Edson Rontani Júnior, jornalista e presidente do Instituto Histórico e Geográfico de Piracicaba
Leandro Guerrini escreve certa vez que os jornais começaram a circular em nossa terra 200 anos atrás, trazendo ecos de um moderno Brasil que acabara de se tornar independente de Portugal. Até então, obras impressas, como os livros, eram rodadas em Portugal ou na Inglaterra, grande parceiro comercial dos portugueses. Era tudo caro, exigia altos investimentos em maquinário e pessoal. Assim, personalidades fizeram jornais à sua moda, escritos a mão, distribuídos entre os mais influentes – e tão somente aos “letrados”, ou alfabetizados – e por vezes pregados à porta da igreja matriz, onde, com certeza, havia concentração rotineira.
────────────────
### Tarefas
A) Liste todos os países mencionados no texto sobre os primeiros jornais.
B) Segundo o texto sobre os primeiros jornais, por que algumas personalidades passaram a fazer jornais escritos à mão? Responda em até três frases.
C) Por favor, copie do texto sobre os primeiros jornais tudo o que vai desde "Edson Rontani Júnior, jornalista" até "havia concentração rotineira.", sem nenhuma alteração.
Baseie-se somente no texto sobre os primeiros jornais.
────────────────
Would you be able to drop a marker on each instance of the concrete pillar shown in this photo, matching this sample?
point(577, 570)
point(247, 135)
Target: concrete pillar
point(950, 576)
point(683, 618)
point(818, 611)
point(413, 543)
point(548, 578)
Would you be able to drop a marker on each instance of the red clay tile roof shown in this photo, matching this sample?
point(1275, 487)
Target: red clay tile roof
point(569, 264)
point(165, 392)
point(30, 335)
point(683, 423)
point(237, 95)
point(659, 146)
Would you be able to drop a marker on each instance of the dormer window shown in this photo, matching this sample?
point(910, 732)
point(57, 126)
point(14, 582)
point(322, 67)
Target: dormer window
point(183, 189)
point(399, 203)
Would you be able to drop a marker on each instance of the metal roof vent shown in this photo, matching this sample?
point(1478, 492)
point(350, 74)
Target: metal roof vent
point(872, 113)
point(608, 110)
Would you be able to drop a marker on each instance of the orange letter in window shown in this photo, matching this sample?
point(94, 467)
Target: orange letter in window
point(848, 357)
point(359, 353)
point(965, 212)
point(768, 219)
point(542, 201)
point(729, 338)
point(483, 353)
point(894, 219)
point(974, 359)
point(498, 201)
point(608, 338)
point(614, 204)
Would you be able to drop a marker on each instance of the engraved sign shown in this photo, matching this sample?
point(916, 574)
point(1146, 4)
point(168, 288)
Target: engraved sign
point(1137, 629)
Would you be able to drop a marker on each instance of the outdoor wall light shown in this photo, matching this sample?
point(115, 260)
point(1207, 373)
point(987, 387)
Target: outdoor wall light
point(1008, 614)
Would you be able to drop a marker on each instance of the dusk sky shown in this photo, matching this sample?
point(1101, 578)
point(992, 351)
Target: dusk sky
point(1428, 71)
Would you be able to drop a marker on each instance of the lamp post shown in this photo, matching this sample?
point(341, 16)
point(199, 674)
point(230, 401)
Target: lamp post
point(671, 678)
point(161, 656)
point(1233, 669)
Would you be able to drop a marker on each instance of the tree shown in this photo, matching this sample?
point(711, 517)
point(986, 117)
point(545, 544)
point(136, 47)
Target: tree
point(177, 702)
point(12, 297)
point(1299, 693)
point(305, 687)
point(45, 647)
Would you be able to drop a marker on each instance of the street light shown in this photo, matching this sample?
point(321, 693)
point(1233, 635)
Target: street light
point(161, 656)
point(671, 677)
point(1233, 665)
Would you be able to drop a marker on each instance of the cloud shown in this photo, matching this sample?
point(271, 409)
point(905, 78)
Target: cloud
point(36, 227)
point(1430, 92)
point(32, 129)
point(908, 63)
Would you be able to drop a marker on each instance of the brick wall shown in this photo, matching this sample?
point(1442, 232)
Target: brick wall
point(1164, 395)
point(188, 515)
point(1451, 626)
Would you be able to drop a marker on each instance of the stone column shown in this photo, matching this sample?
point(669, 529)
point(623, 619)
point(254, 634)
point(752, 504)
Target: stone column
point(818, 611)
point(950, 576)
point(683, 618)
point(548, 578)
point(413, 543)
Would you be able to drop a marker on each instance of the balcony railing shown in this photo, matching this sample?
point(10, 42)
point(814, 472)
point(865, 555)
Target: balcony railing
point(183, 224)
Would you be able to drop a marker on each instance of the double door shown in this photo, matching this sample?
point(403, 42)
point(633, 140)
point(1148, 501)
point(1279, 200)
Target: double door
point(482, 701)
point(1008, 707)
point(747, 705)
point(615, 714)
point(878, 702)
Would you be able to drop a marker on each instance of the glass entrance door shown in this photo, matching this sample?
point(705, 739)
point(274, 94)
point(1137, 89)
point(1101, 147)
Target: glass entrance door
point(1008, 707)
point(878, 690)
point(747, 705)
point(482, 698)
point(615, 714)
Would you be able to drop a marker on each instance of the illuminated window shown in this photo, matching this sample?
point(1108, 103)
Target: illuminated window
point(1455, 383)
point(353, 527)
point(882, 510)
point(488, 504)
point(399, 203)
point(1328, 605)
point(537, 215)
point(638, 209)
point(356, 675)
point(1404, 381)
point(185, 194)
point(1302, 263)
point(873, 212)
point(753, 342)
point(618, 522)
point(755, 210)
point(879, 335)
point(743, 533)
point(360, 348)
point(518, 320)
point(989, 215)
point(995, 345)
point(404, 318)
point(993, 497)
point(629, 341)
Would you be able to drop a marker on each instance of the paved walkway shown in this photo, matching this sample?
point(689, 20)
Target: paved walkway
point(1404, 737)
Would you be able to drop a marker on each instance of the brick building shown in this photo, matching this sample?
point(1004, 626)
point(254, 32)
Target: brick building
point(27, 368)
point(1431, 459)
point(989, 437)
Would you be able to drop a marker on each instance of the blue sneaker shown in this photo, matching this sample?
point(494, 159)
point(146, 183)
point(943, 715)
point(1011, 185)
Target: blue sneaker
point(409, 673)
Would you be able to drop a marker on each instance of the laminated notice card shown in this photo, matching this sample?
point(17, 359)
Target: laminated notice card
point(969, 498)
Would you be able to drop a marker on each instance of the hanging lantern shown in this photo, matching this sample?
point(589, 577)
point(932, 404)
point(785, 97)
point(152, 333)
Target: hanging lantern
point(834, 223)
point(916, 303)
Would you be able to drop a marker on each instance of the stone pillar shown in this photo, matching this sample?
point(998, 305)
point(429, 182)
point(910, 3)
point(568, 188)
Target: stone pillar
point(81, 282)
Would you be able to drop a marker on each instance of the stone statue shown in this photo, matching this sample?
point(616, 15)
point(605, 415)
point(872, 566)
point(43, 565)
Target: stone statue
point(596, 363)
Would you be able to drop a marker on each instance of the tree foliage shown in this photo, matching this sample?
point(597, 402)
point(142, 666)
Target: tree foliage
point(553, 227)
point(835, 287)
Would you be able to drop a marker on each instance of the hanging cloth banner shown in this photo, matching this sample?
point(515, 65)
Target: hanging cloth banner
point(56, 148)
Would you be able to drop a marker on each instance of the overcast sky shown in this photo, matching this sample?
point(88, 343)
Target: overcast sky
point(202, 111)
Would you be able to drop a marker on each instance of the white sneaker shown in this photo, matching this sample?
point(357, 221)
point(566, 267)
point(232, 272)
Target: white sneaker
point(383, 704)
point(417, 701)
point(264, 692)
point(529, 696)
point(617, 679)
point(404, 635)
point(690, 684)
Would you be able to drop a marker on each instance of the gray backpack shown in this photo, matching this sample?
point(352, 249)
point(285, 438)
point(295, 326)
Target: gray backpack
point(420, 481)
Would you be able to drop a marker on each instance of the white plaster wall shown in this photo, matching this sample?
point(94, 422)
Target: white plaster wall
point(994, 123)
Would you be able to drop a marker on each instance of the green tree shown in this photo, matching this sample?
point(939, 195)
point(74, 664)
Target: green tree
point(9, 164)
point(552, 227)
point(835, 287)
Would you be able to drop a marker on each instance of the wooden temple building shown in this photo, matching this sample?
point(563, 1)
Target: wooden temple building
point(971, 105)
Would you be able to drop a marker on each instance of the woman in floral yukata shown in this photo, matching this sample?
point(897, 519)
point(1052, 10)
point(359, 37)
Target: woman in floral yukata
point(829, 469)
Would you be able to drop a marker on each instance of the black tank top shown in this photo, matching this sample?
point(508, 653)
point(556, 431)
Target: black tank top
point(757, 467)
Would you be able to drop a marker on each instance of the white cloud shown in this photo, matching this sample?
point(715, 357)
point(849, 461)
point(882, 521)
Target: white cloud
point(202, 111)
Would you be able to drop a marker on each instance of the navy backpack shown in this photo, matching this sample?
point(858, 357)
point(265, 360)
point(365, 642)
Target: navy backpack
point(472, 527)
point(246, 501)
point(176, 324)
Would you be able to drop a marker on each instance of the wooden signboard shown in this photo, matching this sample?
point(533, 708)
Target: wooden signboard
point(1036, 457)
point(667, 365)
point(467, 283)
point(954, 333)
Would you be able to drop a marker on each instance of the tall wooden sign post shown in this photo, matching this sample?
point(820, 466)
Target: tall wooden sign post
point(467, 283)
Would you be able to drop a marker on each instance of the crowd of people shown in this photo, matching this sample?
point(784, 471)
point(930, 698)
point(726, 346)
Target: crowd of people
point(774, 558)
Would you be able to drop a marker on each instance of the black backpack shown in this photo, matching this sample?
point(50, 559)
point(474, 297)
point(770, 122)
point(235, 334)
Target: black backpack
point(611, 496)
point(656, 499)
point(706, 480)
────────────────
### Respostas por tarefa
A) Brasil, Portugal e Inglaterra.

B) As obras impressas eram rodadas em Portugal ou na Inglaterra, e tudo era caro, exigindo altos investimentos em maquinário e pessoal. Por isso, essas personalidades fizeram jornais à sua moda, escritos à mão.

C)
Edson Rontani Júnior, jornalista e presidente do Instituto Histórico e Geográfico de Piracicaba
Leandro Guerrini escreve certa vez que os jornais começaram a circular em nossa terra 200 anos atrás, trazendo ecos de um moderno Brasil que acabara de se tornar independente de Portugal. Até então, obras impressas, como os livros, eram rodadas em Portugal ou na Inglaterra, grande parceiro comercial dos portugueses. Era tudo caro, exigia altos investimentos em maquinário e pessoal. Assim, personalidades fizeram jornais à sua moda, escritos a mão, distribuídos entre os mais influentes – e tão somente aos “letrados”, ou alfabetizados – e por vezes pregados à porta da igreja matriz, onde, com certeza, havia concentração rotineira.